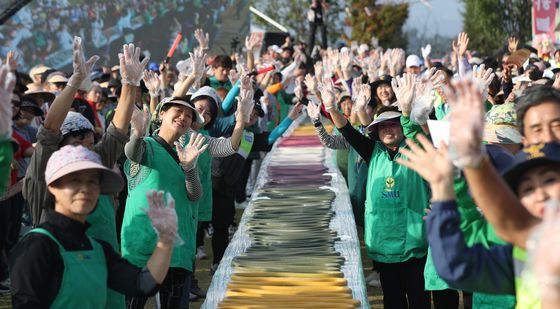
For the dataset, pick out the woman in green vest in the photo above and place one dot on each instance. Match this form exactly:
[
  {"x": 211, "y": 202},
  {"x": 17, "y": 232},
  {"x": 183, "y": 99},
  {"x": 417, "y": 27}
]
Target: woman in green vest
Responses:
[
  {"x": 7, "y": 83},
  {"x": 64, "y": 127},
  {"x": 207, "y": 102},
  {"x": 57, "y": 265},
  {"x": 396, "y": 198},
  {"x": 501, "y": 269},
  {"x": 154, "y": 164}
]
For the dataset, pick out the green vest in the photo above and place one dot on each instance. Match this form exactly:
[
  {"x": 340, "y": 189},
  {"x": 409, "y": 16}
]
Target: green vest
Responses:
[
  {"x": 158, "y": 171},
  {"x": 526, "y": 289},
  {"x": 395, "y": 203},
  {"x": 102, "y": 222},
  {"x": 357, "y": 180},
  {"x": 6, "y": 155},
  {"x": 84, "y": 281},
  {"x": 104, "y": 227}
]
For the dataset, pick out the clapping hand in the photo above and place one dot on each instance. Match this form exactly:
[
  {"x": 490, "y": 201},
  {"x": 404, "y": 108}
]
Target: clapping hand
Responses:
[
  {"x": 131, "y": 67},
  {"x": 80, "y": 78},
  {"x": 189, "y": 153},
  {"x": 467, "y": 124},
  {"x": 164, "y": 219}
]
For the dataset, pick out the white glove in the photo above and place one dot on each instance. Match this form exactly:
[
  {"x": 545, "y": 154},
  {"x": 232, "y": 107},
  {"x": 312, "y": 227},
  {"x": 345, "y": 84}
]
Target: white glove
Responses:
[
  {"x": 422, "y": 103},
  {"x": 404, "y": 91},
  {"x": 364, "y": 96},
  {"x": 426, "y": 50},
  {"x": 482, "y": 78},
  {"x": 313, "y": 111},
  {"x": 164, "y": 219},
  {"x": 198, "y": 60},
  {"x": 130, "y": 66},
  {"x": 245, "y": 103},
  {"x": 80, "y": 78},
  {"x": 7, "y": 83},
  {"x": 139, "y": 121},
  {"x": 151, "y": 80},
  {"x": 327, "y": 94},
  {"x": 467, "y": 125}
]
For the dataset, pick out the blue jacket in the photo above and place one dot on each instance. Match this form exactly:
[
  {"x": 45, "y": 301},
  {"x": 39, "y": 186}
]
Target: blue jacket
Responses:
[{"x": 475, "y": 268}]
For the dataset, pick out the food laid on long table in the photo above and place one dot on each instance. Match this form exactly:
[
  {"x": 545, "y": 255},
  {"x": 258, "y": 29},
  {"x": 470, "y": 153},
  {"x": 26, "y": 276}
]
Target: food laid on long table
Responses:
[{"x": 296, "y": 245}]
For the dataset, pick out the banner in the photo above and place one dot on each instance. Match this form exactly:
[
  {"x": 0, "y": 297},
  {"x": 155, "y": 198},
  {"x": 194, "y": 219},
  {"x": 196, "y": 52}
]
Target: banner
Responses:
[
  {"x": 544, "y": 17},
  {"x": 42, "y": 31}
]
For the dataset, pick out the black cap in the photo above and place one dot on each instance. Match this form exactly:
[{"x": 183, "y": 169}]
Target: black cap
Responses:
[
  {"x": 258, "y": 108},
  {"x": 529, "y": 158},
  {"x": 30, "y": 104}
]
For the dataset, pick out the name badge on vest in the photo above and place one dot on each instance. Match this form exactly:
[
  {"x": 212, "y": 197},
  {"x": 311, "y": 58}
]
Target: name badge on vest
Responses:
[{"x": 247, "y": 140}]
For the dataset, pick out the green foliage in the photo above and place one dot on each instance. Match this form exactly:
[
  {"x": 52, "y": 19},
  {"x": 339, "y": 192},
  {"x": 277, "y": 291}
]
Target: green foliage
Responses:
[
  {"x": 386, "y": 23},
  {"x": 292, "y": 14},
  {"x": 490, "y": 22}
]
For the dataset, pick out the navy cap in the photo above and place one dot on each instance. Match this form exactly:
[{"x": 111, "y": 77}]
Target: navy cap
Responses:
[
  {"x": 500, "y": 157},
  {"x": 531, "y": 157}
]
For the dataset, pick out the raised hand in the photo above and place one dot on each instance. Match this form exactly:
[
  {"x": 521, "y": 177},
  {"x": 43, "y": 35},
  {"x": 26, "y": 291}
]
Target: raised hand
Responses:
[
  {"x": 467, "y": 124},
  {"x": 80, "y": 78},
  {"x": 430, "y": 163},
  {"x": 483, "y": 78},
  {"x": 512, "y": 44},
  {"x": 245, "y": 100},
  {"x": 327, "y": 94},
  {"x": 346, "y": 63},
  {"x": 140, "y": 121},
  {"x": 356, "y": 84},
  {"x": 364, "y": 96},
  {"x": 252, "y": 41},
  {"x": 7, "y": 83},
  {"x": 202, "y": 39},
  {"x": 313, "y": 111},
  {"x": 198, "y": 58},
  {"x": 11, "y": 60},
  {"x": 373, "y": 69},
  {"x": 404, "y": 91},
  {"x": 311, "y": 83},
  {"x": 151, "y": 80},
  {"x": 295, "y": 111},
  {"x": 318, "y": 69},
  {"x": 189, "y": 153},
  {"x": 398, "y": 59},
  {"x": 298, "y": 90},
  {"x": 423, "y": 100},
  {"x": 233, "y": 76},
  {"x": 460, "y": 46},
  {"x": 164, "y": 219},
  {"x": 426, "y": 50},
  {"x": 130, "y": 66},
  {"x": 556, "y": 84}
]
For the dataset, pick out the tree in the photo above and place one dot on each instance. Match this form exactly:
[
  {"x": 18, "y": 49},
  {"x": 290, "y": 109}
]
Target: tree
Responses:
[
  {"x": 490, "y": 22},
  {"x": 383, "y": 21},
  {"x": 292, "y": 15}
]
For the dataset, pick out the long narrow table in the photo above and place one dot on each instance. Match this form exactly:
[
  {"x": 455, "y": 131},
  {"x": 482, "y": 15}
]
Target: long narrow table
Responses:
[{"x": 296, "y": 245}]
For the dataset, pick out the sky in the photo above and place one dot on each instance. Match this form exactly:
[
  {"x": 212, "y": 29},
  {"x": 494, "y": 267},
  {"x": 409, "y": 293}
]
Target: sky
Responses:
[{"x": 444, "y": 18}]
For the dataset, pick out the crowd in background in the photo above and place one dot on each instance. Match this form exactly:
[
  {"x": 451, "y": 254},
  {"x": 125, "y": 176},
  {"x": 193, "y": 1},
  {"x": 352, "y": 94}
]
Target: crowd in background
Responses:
[{"x": 452, "y": 168}]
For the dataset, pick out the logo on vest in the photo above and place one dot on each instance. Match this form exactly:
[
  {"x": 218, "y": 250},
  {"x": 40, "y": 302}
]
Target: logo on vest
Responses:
[
  {"x": 83, "y": 257},
  {"x": 389, "y": 191}
]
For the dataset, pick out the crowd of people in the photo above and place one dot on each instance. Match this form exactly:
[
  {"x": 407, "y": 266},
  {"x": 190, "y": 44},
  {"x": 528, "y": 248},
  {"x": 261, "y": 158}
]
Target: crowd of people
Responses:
[
  {"x": 43, "y": 31},
  {"x": 119, "y": 172}
]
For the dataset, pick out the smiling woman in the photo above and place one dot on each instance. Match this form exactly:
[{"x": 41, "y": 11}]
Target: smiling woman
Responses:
[
  {"x": 154, "y": 164},
  {"x": 57, "y": 265}
]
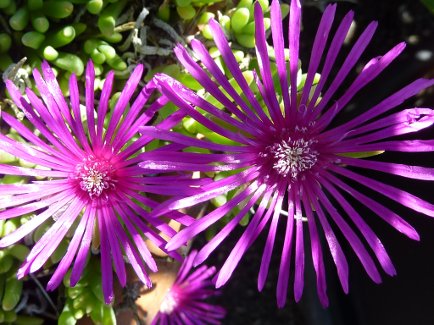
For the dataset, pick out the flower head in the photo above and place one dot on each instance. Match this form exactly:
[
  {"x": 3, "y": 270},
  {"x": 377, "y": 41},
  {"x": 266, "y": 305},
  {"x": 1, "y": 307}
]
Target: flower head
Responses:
[
  {"x": 184, "y": 302},
  {"x": 86, "y": 180},
  {"x": 281, "y": 151}
]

**Exercise prompt:** Rewrite the listing above, changing every occurrence of "pick out" to "identify" and leaving all else unchanged. Omit the pictures from your output.

**Written answer:**
For the dataset, identify the woman in green vest in the photo above and place one dot on each instance. Match this form exactly:
[
  {"x": 211, "y": 202},
  {"x": 17, "y": 232},
  {"x": 183, "y": 99},
  {"x": 417, "y": 27}
]
Target: woman in green vest
Responses:
[
  {"x": 7, "y": 83},
  {"x": 64, "y": 127},
  {"x": 207, "y": 102},
  {"x": 57, "y": 265},
  {"x": 396, "y": 198},
  {"x": 501, "y": 269},
  {"x": 154, "y": 164}
]
For the dataset, identify the green vest in the photo above and place one dot on each instance. Match this form exactly:
[
  {"x": 340, "y": 189},
  {"x": 409, "y": 16}
]
Target: green vest
Responses:
[
  {"x": 158, "y": 171},
  {"x": 526, "y": 289},
  {"x": 395, "y": 203},
  {"x": 102, "y": 222},
  {"x": 357, "y": 180},
  {"x": 6, "y": 155},
  {"x": 84, "y": 281},
  {"x": 104, "y": 227}
]
For the dataset, identify the clapping hand in the photo above and place one dot on each instance. Match this form exactly:
[
  {"x": 490, "y": 201},
  {"x": 404, "y": 108}
]
Target: clapping hand
Responses:
[
  {"x": 131, "y": 67},
  {"x": 80, "y": 78},
  {"x": 189, "y": 153},
  {"x": 467, "y": 124},
  {"x": 164, "y": 219}
]
For the dataset, identify the white glove in the photo above and place one dot on each instance. Match this form exactly:
[
  {"x": 545, "y": 154},
  {"x": 232, "y": 107},
  {"x": 312, "y": 227},
  {"x": 345, "y": 84}
]
Target: white glove
Responses:
[
  {"x": 422, "y": 103},
  {"x": 404, "y": 91},
  {"x": 364, "y": 96},
  {"x": 426, "y": 50},
  {"x": 482, "y": 78},
  {"x": 313, "y": 111},
  {"x": 164, "y": 219},
  {"x": 198, "y": 60},
  {"x": 130, "y": 66},
  {"x": 245, "y": 103},
  {"x": 80, "y": 78},
  {"x": 7, "y": 83},
  {"x": 139, "y": 121},
  {"x": 151, "y": 80},
  {"x": 327, "y": 94},
  {"x": 467, "y": 125}
]
For the dataset, identify the blue jacket in the photo above and place one dot on each instance. Match this form exactly:
[
  {"x": 45, "y": 301},
  {"x": 39, "y": 186}
]
Target: blue jacket
Responses:
[{"x": 475, "y": 268}]
For the dataset, identify the food laid on long table in the photo above and place one dot on each instance. Match this form exactly:
[
  {"x": 545, "y": 255},
  {"x": 258, "y": 29},
  {"x": 470, "y": 153},
  {"x": 26, "y": 276}
]
Target: food laid on long table
Responses:
[{"x": 296, "y": 245}]
For the dataset, identify the banner in the photo above and place one dot on each instance. Match this form exactly:
[
  {"x": 0, "y": 297},
  {"x": 155, "y": 198},
  {"x": 194, "y": 219},
  {"x": 196, "y": 52}
]
Target: banner
Responses:
[
  {"x": 544, "y": 17},
  {"x": 42, "y": 31}
]
For the dataset, identify the black cap in the photo above and place one dot on each instance. Match this form exactly:
[{"x": 183, "y": 169}]
Target: black cap
Responses:
[
  {"x": 258, "y": 108},
  {"x": 529, "y": 158},
  {"x": 30, "y": 104}
]
For the dataset, identify the name badge on vest in the photo above and place one dot on each instance. Match this form exactly:
[
  {"x": 212, "y": 197},
  {"x": 311, "y": 58}
]
Target: name badge on vest
Responses:
[{"x": 247, "y": 140}]
For the dataset, identify the green foliage in the photo above and place one dot on each instance. Match this form exactly:
[
  {"x": 52, "y": 19},
  {"x": 339, "y": 192},
  {"x": 277, "y": 291}
]
Target: green foliage
Responses:
[
  {"x": 386, "y": 23},
  {"x": 292, "y": 14},
  {"x": 490, "y": 22}
]
For the dataset, identify the navy cap in the photo above and place one dot on each instance. Match this form exactly:
[{"x": 111, "y": 77}]
Target: navy cap
Responses:
[
  {"x": 500, "y": 157},
  {"x": 531, "y": 157}
]
For the dataset, identify the raised hand in the photo above and place one dot on each instance. Match this form exactly:
[
  {"x": 521, "y": 177},
  {"x": 43, "y": 35},
  {"x": 26, "y": 291}
]
Target: raised hand
Responses:
[
  {"x": 467, "y": 124},
  {"x": 80, "y": 78},
  {"x": 430, "y": 163},
  {"x": 483, "y": 78},
  {"x": 512, "y": 44},
  {"x": 245, "y": 100},
  {"x": 327, "y": 94},
  {"x": 346, "y": 63},
  {"x": 140, "y": 121},
  {"x": 356, "y": 84},
  {"x": 364, "y": 96},
  {"x": 252, "y": 41},
  {"x": 7, "y": 83},
  {"x": 202, "y": 39},
  {"x": 313, "y": 111},
  {"x": 198, "y": 58},
  {"x": 11, "y": 60},
  {"x": 373, "y": 69},
  {"x": 404, "y": 91},
  {"x": 311, "y": 83},
  {"x": 151, "y": 80},
  {"x": 295, "y": 111},
  {"x": 318, "y": 69},
  {"x": 189, "y": 153},
  {"x": 398, "y": 59},
  {"x": 298, "y": 90},
  {"x": 423, "y": 100},
  {"x": 233, "y": 76},
  {"x": 460, "y": 46},
  {"x": 164, "y": 219},
  {"x": 426, "y": 50},
  {"x": 130, "y": 66},
  {"x": 556, "y": 84}
]
For the dataset, identify the tree in the photo above and place one dot on each instance. Match this form exactly:
[
  {"x": 18, "y": 49},
  {"x": 290, "y": 109}
]
Target: tree
Responses:
[
  {"x": 490, "y": 22},
  {"x": 383, "y": 21},
  {"x": 292, "y": 15}
]
For the dataset, identify the long narrow table in the photo above and place one dot on each instance. Match this form exactly:
[
  {"x": 455, "y": 131},
  {"x": 482, "y": 15}
]
Target: long narrow table
Responses:
[{"x": 296, "y": 245}]
For the dataset, identify the sky in the photo above and place one dot on each instance. Match this form exactly:
[
  {"x": 212, "y": 29},
  {"x": 494, "y": 267},
  {"x": 409, "y": 293}
]
Target: sky
Responses:
[{"x": 444, "y": 18}]
For the dataset, identify the crowd in background in the photo above and place one dot on each instance. Match this form exactly:
[
  {"x": 451, "y": 254},
  {"x": 125, "y": 176},
  {"x": 193, "y": 1},
  {"x": 352, "y": 94}
]
Target: crowd in background
Responses:
[{"x": 452, "y": 168}]
For the dataset, identify the logo on vest in the photo above and place one dot on each instance. Match this form exactly:
[
  {"x": 218, "y": 250},
  {"x": 40, "y": 302}
]
Target: logo on vest
Responses:
[
  {"x": 83, "y": 257},
  {"x": 389, "y": 191}
]
For the dataset, identify the crowd of people in the photo above and place one dot on each instance. Match this form exactly:
[
  {"x": 407, "y": 266},
  {"x": 190, "y": 44},
  {"x": 528, "y": 248},
  {"x": 261, "y": 158}
]
Target: crowd of people
Responses:
[
  {"x": 43, "y": 31},
  {"x": 119, "y": 172}
]
For the dataset, identify the smiling woman in the photo above and place one dot on each instance. Match this form exactly:
[{"x": 41, "y": 11}]
Target: smiling woman
Responses:
[
  {"x": 154, "y": 164},
  {"x": 57, "y": 265}
]
For the dataset, identify the flower head in the photo above and place one dot on each instance. Match this form exactly:
[
  {"x": 3, "y": 270},
  {"x": 377, "y": 41},
  {"x": 266, "y": 305},
  {"x": 1, "y": 307}
]
Target: flower head
Responses:
[
  {"x": 184, "y": 302},
  {"x": 86, "y": 180},
  {"x": 281, "y": 151}
]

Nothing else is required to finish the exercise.